# [Prompt]
Repeat the listing below in full, exactly as it stands.

# [Records for this task]
^^^^^^^^^^^^^^^^

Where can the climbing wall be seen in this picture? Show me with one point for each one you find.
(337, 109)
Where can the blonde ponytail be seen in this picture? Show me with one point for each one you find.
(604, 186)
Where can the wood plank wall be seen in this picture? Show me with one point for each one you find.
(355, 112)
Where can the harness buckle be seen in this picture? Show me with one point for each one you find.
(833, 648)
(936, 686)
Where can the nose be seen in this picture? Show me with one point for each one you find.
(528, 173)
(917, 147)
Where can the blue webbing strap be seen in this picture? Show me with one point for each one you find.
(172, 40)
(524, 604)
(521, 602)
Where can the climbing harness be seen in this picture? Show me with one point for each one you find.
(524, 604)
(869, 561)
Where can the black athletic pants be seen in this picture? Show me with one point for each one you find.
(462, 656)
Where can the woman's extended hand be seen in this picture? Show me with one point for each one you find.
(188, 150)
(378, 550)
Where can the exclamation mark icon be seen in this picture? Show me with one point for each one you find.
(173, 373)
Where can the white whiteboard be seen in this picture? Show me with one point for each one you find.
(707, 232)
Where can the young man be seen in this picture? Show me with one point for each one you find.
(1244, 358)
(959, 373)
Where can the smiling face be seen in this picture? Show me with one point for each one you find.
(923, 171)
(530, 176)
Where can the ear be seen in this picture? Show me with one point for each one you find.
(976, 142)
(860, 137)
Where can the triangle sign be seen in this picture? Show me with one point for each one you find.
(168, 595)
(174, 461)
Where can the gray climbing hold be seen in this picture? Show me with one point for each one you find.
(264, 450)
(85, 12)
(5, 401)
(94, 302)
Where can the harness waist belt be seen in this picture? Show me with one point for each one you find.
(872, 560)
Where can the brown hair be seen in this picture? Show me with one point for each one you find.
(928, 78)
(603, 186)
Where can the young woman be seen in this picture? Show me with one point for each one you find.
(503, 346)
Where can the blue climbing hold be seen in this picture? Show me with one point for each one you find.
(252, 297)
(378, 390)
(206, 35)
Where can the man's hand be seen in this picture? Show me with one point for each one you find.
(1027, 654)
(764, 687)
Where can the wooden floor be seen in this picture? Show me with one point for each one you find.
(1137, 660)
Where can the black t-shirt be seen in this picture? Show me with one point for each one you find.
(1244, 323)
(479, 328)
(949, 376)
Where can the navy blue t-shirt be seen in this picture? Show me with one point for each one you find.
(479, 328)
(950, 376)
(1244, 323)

^^^^^^^^^^^^^^^^

# [Problem solution]
Where can the climbing wall be seen in this picture? Show me with one point for each one you find.
(337, 109)
Where can the blonde ponytail be seen in this picture? Show me with one point for each one you find.
(604, 186)
Where can the wood plank wall be seen in this picture? Show me with one point for each one you find.
(355, 112)
Where can the harness buckle be seen in this picture? Show me with one point for each one you find.
(833, 648)
(936, 686)
Where can the nose be seen in this picture? Show me with one point for each one you find.
(528, 173)
(917, 147)
Where can the blue webbing strap be seen in this picture? Show me with one point for each one you find.
(172, 40)
(524, 604)
(521, 602)
Where can the climbing harness be seen in this picture? Show me with one point for each one you find.
(524, 604)
(869, 561)
Where can the black athletic pants be seen in this picture? Show me with one point for each one you find.
(462, 656)
Where can the woman's extended hand be seen in this picture? Show me with one point for each one you find.
(188, 150)
(378, 550)
Where can the exclamation mark icon be seen in this picture? Show me with one point for each one you find.
(173, 373)
Where can the white whiteboard be seen in this picture? Show me with one point for each one you find.
(707, 232)
Where can the young man be seen in this picture? Show me with one point for each one you find.
(1244, 358)
(959, 373)
Where can the smiling face be seen in this picture? Show me with one point for each one you find.
(923, 171)
(530, 176)
Where can the ear be seen in this picture? Show me with one point for each one you find.
(976, 142)
(860, 137)
Where can the triangle sign be seen in this picture? Show me with one point for each one you find.
(168, 595)
(174, 461)
Where can the gray climbing hold be seen in this picture? Show me with one point for each one you find.
(264, 450)
(85, 12)
(5, 401)
(94, 302)
Where can the harness waist belt be seen in this picture? Show me with one point for each one you find.
(872, 560)
Where can the brown hair be seen in this picture? Show me with one point for each one you find.
(928, 78)
(603, 186)
Where can the young woman be seen in this picture? Show me with one point for each one you find.
(503, 346)
Where can the blue climbing hold be seen in this picture? Show me with one point for each one you find.
(252, 297)
(378, 390)
(206, 35)
Where can the man's hand be seen in this picture? Show me with one point for each one you find.
(1027, 654)
(764, 687)
Where can the wooden floor be seen in this picture? Show me with one point for each one you find.
(1137, 660)
Where can the black t-shirt be seen in this picture? Show me with one point for each one you find.
(1244, 323)
(479, 328)
(949, 376)
Where can the navy blue t-shirt be seen in this picture? Show me with one point for each one you find.
(479, 328)
(950, 376)
(1244, 323)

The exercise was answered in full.